— START —

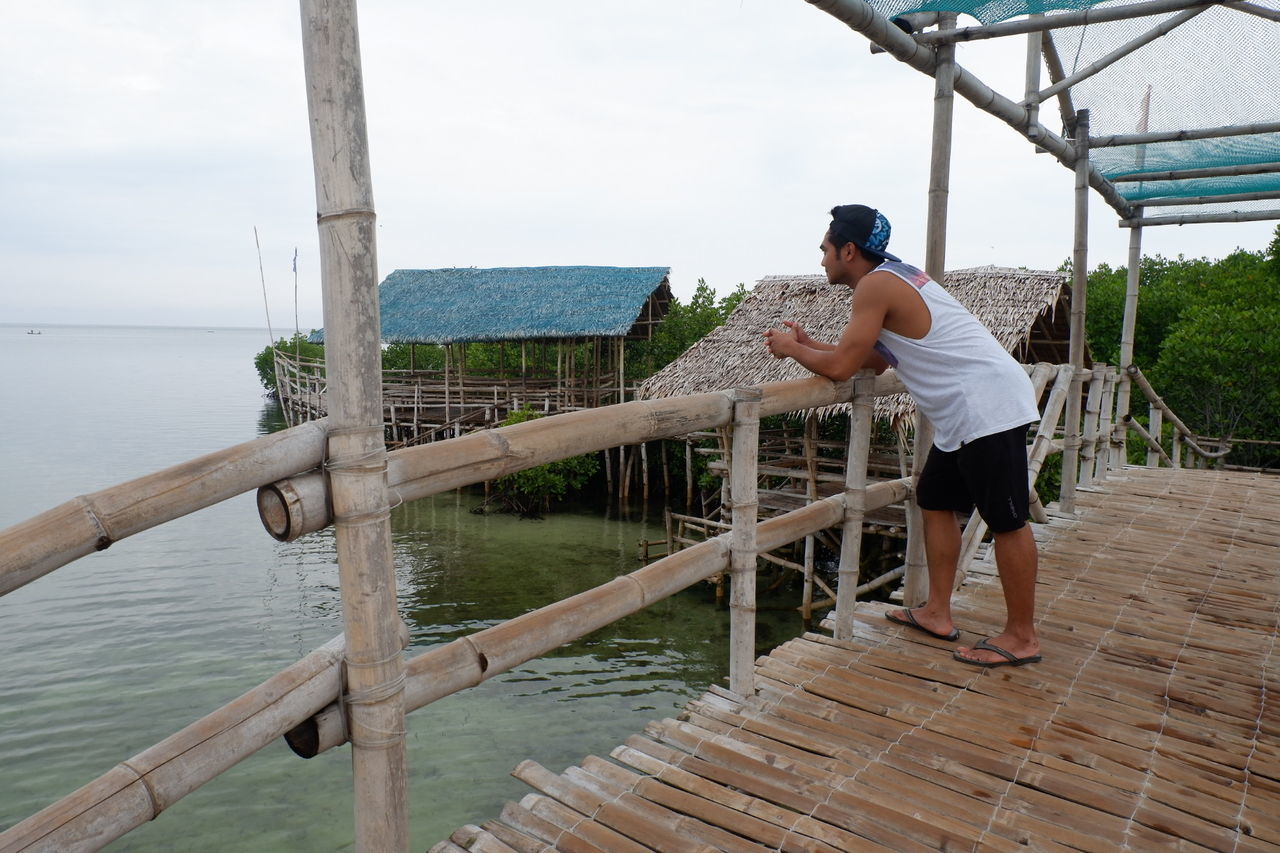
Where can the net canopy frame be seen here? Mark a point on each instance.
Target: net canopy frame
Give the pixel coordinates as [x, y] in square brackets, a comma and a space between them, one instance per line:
[1182, 95]
[1166, 109]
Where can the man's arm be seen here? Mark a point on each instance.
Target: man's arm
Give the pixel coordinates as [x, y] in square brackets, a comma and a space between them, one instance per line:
[855, 349]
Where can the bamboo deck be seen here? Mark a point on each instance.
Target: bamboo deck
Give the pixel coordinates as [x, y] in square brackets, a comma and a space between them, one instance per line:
[1152, 723]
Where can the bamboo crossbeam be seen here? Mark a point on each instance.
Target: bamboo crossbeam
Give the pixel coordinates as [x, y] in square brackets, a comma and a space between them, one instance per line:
[419, 471]
[94, 521]
[1156, 400]
[1187, 219]
[1060, 21]
[1255, 9]
[1164, 28]
[859, 16]
[1179, 136]
[1185, 174]
[1147, 437]
[138, 789]
[1232, 197]
[474, 658]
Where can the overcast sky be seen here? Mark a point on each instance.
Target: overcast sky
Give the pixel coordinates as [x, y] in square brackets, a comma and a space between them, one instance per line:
[142, 142]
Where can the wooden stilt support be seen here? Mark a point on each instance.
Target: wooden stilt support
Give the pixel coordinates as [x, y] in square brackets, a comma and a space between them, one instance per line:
[744, 501]
[357, 451]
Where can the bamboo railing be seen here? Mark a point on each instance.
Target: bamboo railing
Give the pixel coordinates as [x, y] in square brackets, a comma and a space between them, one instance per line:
[306, 702]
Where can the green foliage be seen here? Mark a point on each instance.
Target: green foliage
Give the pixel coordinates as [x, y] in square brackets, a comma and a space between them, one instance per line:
[535, 488]
[1205, 336]
[296, 346]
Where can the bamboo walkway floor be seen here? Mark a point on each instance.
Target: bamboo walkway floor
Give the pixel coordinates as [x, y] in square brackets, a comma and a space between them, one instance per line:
[1151, 725]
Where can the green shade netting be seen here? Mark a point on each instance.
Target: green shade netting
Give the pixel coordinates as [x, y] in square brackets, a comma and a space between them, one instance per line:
[1219, 69]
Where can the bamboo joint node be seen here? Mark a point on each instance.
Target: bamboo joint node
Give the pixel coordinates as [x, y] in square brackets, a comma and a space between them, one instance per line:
[329, 215]
[152, 794]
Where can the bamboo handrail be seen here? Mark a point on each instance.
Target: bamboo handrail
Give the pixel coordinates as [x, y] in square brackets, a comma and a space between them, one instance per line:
[414, 473]
[1151, 442]
[94, 521]
[1156, 400]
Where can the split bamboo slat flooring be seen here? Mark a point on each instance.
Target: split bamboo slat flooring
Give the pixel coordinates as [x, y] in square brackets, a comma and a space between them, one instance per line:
[1151, 725]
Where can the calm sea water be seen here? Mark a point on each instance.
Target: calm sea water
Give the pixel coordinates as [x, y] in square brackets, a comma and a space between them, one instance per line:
[114, 652]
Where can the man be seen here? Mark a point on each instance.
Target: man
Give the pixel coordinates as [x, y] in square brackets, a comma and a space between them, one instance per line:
[978, 398]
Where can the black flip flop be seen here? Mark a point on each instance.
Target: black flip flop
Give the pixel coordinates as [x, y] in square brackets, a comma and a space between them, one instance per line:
[987, 646]
[910, 623]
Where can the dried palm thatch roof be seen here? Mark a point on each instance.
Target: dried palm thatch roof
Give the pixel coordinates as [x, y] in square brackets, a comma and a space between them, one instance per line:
[516, 302]
[1020, 308]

— END —

■ Work required ■
Output the line that contains "Where can the man be", followed by every later line in the listing, with no line omitted and none added.

■ Result of this exercise ■
Where can the man be seen here? Mark a point on each instance.
Target: man
Give the pixel coordinates as [x, y] in square brackets, a comma and a space between them, one instance per line:
[978, 398]
Where can the black flip flop be seen here? Mark a point on each instance.
Target: black flip flop
Give the pixel coordinates as [x, y] in square brackets, a comma and a space between them, one instance per line:
[987, 646]
[910, 623]
Where can the dried palm thatch roof be seen here? Mark a point on each instance.
Target: dried palm thatch roof
Give the pixel coordinates as [x, y] in square brackets, a comma and a space between them, one instance per line:
[516, 302]
[1020, 308]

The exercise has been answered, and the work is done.